Reading passage:
━━━━━━━━━━━━━━━━━━━━━━━━━━━━━━
This Python code implememts processing pipeline of the MEG recordings collected for the Religion project. It starts with the raw data produced by Elekta (MEGIN) scanner, and produces source reconstructed signal time courses for a set of specific anatomical locations in the subject's brain. The code uses the MNE Python MEG/EEG processing package.
Note that for coregistration of each subject's anatomy with the MEG system and for the brain sources reconstruction subject's MRI data prepared by the FreeSurfer package is also required.
The pipeline consists of many processing steps, each step typically using the results of the previous one. The steps can be executed automaticaaly one after another, or separately one by one; for all subjects at once or for a specific subset; for all subject's records or just for a few. Every step usually requires specification of numerous parameters.
In this project, all the settings for all steps are defined in a single JSON
configuration file named pipeline_setup.json
. This way, all variations in the
runtime parameters or pipeline setup should not require changing the Python
source code. Importantly, the pipeline_setup.json
follows an extended JSON
standard that allows comments (the original vanilla JSON has no provisions for
comments). On the Python side, this requires importing commentjson
module
rather than the standard JSON processing module.
Note that comments in the pipeline_setup.json
are a crucial part of this
porject's documentation.
Currently, the pipeline includes the following steps.
'input'
- readinging in all the input and configuration data.'prefilter'
- filtering the raw data to the frequency band of interest, notching out power line frequencies, extracting events, downsampling.'maxfilter'
- Maxwell filtering with vibrational artifact removal (tSSS/eSSS); head motion correction.'ica'
- eye blinks, muscle and cardiac artifacts removal using ICA.'bem_model'
- constructing a BEM head conductor model and source spaces using the subject's MRI data.'src_rec'
- MRI/HEAD coordinates coregistration, inverse solution and source time courses reconstruction for specified regions of interest (ROIs) in the brain.
More details about the configuration file and processing steps are given below.
This code runs under Python 3.10+, using MNE Python version 1.7+. To establish a virtual environment, one needs to run the commands below.
# Steps to be done just once
# --------------------------
# On Digital Alliance cluster only - to load Python
module load StdEnv/2023 # To get Python > 3.10
module load python # Loads version 3.11.5
module load scipy-stack # ?? Version not known
# Do this at the location where the virtual environment will
# actually be stored. It does not need to be your code folder.
# One can always create a symbolic link pointing here to make
# activation/deactivation convenient.
python3 -m venv mne1.7.1-relmeg
# Do it to have simpler venv name:
ln -s <path-to-venv-storage-area>/mne1.7.1-relmeg mne
source mne/bin/activate
pip3 install --no-index --upgrade pip # !!! --no-index is used only on cluster
pip3 install mne[hdf5]==1.7.1 # Install specific version 1.7.1
# QT-based stuff
pip3 install PyQt6 # Fails on cedar
pip3 install mne-qt-browser # QT backend for the MNE visualizations
pip3 install psutil
# Test this minimal MNE Python installation:
python -c "import mne; mne.sys_info()"
# Packages that can potentially be installed:
# Scientific:
# sklearn, numba, nibabel, nilearn, dipy, openmeeg, cupy, pandas
# Visualization:
# pyvista, pyvistaqt, vtk, ipympl, ipywidgets, trame_client, trame_server,
# trame_vtk, trame_vuetify
pip3 install commentjson # To work with JSON files with comments
pip3 install joblib # To use parallel jobs where possible
# This installs sklearn package (counter-intuitively)
━━━━━━━━━━━━━━━━━━━━━━━━━━━━━━
Supplied records:
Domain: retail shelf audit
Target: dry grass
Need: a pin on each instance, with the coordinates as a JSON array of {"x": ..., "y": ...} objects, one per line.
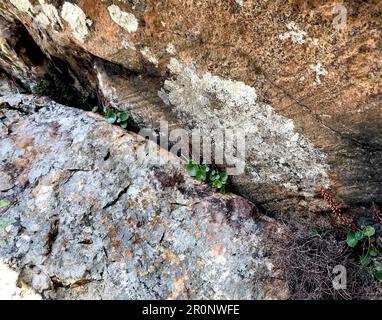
[{"x": 308, "y": 261}]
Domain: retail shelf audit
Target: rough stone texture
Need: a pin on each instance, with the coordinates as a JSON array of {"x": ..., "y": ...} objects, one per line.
[
  {"x": 92, "y": 215},
  {"x": 326, "y": 82},
  {"x": 10, "y": 289}
]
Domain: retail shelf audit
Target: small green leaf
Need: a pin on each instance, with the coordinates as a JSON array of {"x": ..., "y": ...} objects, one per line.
[
  {"x": 201, "y": 175},
  {"x": 112, "y": 118},
  {"x": 108, "y": 112},
  {"x": 4, "y": 203},
  {"x": 218, "y": 184},
  {"x": 359, "y": 235},
  {"x": 378, "y": 266},
  {"x": 373, "y": 252},
  {"x": 365, "y": 259},
  {"x": 351, "y": 239},
  {"x": 191, "y": 169},
  {"x": 122, "y": 116},
  {"x": 368, "y": 231}
]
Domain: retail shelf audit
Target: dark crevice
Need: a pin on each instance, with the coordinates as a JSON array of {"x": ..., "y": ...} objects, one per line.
[{"x": 114, "y": 201}]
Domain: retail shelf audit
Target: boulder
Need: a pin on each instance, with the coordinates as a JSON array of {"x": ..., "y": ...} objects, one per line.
[
  {"x": 302, "y": 78},
  {"x": 91, "y": 213}
]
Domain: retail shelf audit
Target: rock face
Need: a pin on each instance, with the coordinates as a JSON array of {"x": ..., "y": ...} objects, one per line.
[
  {"x": 303, "y": 78},
  {"x": 92, "y": 214}
]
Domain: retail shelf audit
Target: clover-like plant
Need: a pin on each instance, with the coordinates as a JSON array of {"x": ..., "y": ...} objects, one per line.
[
  {"x": 112, "y": 117},
  {"x": 4, "y": 203},
  {"x": 370, "y": 257},
  {"x": 203, "y": 172}
]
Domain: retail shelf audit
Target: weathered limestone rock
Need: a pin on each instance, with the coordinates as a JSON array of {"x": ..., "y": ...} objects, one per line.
[
  {"x": 303, "y": 77},
  {"x": 93, "y": 215}
]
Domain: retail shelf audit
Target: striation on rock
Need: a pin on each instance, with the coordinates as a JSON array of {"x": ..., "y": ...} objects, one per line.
[{"x": 93, "y": 215}]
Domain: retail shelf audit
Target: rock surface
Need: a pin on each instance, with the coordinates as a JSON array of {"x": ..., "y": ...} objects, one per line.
[
  {"x": 93, "y": 215},
  {"x": 306, "y": 80}
]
━━━━━━━━━━━━━━━━━━━━━━━━━━━━━━
Problem set:
1: Translate this sentence from the MEG pipeline page into Spanish: "The pipeline consists of many processing steps, each step typically using the results of the previous one."
2: Please pull out every line of the listing that contains the word "rock".
The MEG pipeline page and the listing come from separate, unrelated sources.

Task responses:
1: La cadena de procesamiento consta de muchos pasos, y cada paso suele utilizar los resultados del anterior.

2:
Target: rock face
Target: weathered limestone rock
Target: striation on rock
Target: rock surface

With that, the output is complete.